• Description of the task:
Pull out every line in the listing below that contains the word "camouflage". Case counts.

┌─ Exercise input

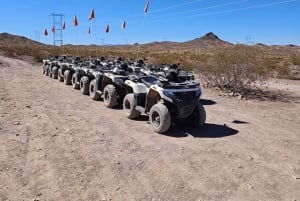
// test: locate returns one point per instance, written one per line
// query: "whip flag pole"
(92, 17)
(145, 12)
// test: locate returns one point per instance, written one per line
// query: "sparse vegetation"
(235, 68)
(223, 65)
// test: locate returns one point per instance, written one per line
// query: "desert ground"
(56, 144)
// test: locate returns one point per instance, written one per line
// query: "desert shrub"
(235, 68)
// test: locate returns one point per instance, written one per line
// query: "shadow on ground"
(207, 131)
(207, 102)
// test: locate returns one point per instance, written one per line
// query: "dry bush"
(235, 68)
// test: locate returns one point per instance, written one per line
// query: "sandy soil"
(56, 144)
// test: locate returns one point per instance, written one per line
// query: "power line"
(200, 9)
(226, 11)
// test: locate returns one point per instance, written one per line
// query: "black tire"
(93, 93)
(68, 77)
(198, 116)
(60, 75)
(110, 96)
(54, 72)
(160, 118)
(129, 107)
(84, 85)
(75, 85)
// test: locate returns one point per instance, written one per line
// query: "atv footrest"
(140, 109)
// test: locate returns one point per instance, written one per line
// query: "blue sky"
(237, 21)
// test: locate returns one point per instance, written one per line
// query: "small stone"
(296, 177)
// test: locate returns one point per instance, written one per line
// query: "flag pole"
(96, 37)
(143, 23)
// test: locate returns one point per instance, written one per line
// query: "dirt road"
(56, 144)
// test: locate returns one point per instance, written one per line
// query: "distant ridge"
(209, 42)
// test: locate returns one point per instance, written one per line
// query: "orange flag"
(92, 15)
(75, 22)
(64, 25)
(123, 25)
(146, 7)
(45, 32)
(107, 29)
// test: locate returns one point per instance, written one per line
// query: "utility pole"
(58, 31)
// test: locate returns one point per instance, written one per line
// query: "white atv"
(164, 101)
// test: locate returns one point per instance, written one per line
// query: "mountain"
(208, 42)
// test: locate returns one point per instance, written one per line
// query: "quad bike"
(101, 81)
(165, 101)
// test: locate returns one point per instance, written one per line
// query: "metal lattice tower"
(58, 33)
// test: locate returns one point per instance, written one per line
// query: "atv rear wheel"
(47, 70)
(93, 93)
(198, 116)
(75, 85)
(160, 118)
(129, 107)
(68, 77)
(84, 85)
(60, 75)
(110, 96)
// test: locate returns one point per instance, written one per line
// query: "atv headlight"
(119, 81)
(169, 94)
(198, 92)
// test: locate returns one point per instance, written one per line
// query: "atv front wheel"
(160, 118)
(84, 85)
(198, 116)
(68, 77)
(110, 96)
(54, 72)
(75, 85)
(93, 93)
(129, 107)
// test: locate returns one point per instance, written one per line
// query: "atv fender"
(152, 98)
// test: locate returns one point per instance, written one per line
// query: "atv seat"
(148, 81)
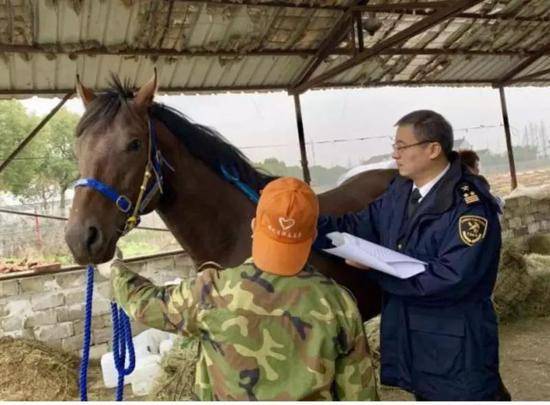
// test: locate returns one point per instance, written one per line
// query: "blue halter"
(147, 192)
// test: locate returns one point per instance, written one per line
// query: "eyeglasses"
(399, 148)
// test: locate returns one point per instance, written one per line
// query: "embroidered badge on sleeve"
(472, 229)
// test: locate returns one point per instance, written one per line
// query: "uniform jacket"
(439, 335)
(263, 336)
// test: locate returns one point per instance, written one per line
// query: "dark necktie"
(413, 203)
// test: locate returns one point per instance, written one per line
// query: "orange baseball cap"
(285, 226)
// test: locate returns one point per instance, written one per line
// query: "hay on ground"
(177, 379)
(514, 283)
(538, 243)
(32, 371)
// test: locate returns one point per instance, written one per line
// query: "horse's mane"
(201, 141)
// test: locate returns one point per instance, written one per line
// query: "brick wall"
(50, 307)
(524, 215)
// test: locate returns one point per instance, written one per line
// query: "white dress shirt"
(425, 189)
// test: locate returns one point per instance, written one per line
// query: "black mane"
(201, 141)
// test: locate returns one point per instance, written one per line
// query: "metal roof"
(220, 45)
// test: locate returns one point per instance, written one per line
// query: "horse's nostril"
(93, 233)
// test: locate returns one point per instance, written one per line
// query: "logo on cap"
(286, 223)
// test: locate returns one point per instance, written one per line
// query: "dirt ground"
(524, 361)
(524, 355)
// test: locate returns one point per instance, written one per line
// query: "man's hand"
(105, 268)
(357, 265)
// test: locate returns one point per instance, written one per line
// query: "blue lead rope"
(233, 178)
(87, 333)
(122, 342)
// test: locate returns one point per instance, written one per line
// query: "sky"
(263, 125)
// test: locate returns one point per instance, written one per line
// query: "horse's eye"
(134, 145)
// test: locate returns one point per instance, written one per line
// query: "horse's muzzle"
(87, 242)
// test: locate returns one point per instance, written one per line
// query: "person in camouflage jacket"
(273, 328)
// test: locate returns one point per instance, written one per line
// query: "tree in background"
(18, 178)
(47, 165)
(320, 176)
(59, 168)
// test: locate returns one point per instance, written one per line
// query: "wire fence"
(39, 233)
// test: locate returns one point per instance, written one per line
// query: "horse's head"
(112, 148)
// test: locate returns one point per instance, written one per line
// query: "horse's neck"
(209, 217)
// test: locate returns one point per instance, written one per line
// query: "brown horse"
(208, 215)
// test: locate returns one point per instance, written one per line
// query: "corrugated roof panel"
(208, 28)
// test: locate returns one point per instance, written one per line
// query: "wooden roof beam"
(508, 77)
(533, 75)
(419, 8)
(102, 51)
(271, 3)
(339, 30)
(6, 93)
(396, 39)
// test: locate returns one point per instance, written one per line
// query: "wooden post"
(508, 138)
(35, 131)
(301, 139)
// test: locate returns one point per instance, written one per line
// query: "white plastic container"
(144, 376)
(165, 346)
(108, 370)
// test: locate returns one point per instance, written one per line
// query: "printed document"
(374, 256)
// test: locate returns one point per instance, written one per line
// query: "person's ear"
(435, 150)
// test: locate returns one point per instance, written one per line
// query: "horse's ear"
(85, 94)
(145, 95)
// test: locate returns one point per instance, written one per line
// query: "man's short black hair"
(430, 126)
(468, 157)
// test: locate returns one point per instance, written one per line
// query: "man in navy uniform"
(439, 333)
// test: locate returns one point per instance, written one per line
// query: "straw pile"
(177, 379)
(523, 282)
(32, 371)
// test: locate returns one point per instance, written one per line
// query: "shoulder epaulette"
(468, 193)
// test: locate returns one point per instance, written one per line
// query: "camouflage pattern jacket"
(263, 336)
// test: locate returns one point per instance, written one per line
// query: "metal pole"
(508, 138)
(299, 123)
(35, 131)
(359, 29)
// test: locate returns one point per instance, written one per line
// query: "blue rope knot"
(122, 342)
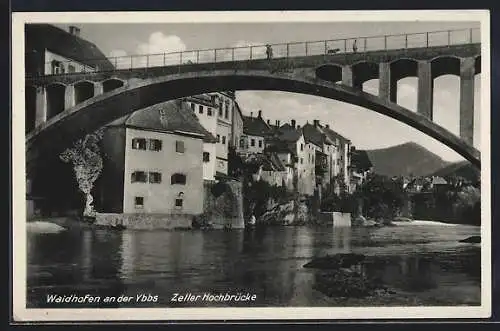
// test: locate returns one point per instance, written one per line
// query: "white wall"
(223, 130)
(255, 148)
(209, 167)
(160, 198)
(79, 67)
(209, 122)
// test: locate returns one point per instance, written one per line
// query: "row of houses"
(156, 160)
(306, 157)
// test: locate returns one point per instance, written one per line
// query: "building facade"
(217, 113)
(50, 50)
(154, 162)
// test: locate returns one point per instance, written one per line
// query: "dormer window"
(57, 67)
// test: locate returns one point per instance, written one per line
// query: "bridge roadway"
(101, 109)
(283, 63)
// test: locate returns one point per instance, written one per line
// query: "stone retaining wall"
(335, 218)
(145, 221)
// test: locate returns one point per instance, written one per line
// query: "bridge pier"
(425, 89)
(41, 105)
(98, 88)
(69, 96)
(347, 77)
(388, 85)
(467, 72)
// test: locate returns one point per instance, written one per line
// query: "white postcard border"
(21, 313)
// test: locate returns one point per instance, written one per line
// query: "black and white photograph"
(251, 165)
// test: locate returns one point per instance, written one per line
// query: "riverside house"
(153, 162)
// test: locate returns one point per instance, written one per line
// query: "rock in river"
(472, 240)
(335, 261)
(43, 227)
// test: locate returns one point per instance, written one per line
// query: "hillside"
(460, 169)
(405, 159)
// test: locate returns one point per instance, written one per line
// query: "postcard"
(192, 166)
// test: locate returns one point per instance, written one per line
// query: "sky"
(365, 128)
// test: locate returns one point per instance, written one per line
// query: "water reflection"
(267, 262)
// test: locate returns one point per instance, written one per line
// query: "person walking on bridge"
(269, 52)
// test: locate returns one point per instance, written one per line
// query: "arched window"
(179, 200)
(178, 179)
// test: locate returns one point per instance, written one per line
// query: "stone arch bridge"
(63, 107)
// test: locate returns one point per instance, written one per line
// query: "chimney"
(75, 31)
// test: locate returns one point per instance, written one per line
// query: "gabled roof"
(360, 160)
(288, 133)
(46, 36)
(269, 162)
(256, 126)
(334, 135)
(313, 135)
(276, 162)
(438, 181)
(171, 117)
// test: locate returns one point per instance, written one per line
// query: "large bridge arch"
(330, 72)
(364, 71)
(83, 90)
(55, 99)
(102, 109)
(112, 84)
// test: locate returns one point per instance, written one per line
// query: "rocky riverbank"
(351, 276)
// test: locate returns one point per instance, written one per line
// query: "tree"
(85, 156)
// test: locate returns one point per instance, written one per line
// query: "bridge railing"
(256, 52)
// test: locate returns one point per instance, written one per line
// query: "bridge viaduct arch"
(97, 111)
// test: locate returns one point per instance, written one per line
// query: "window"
(57, 67)
(155, 145)
(178, 179)
(139, 143)
(178, 203)
(139, 176)
(179, 200)
(155, 177)
(179, 146)
(139, 202)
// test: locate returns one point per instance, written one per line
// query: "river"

└─

• Correct response:
// query: "person in camouflage jacket"
// query: "camouflage pattern jacket"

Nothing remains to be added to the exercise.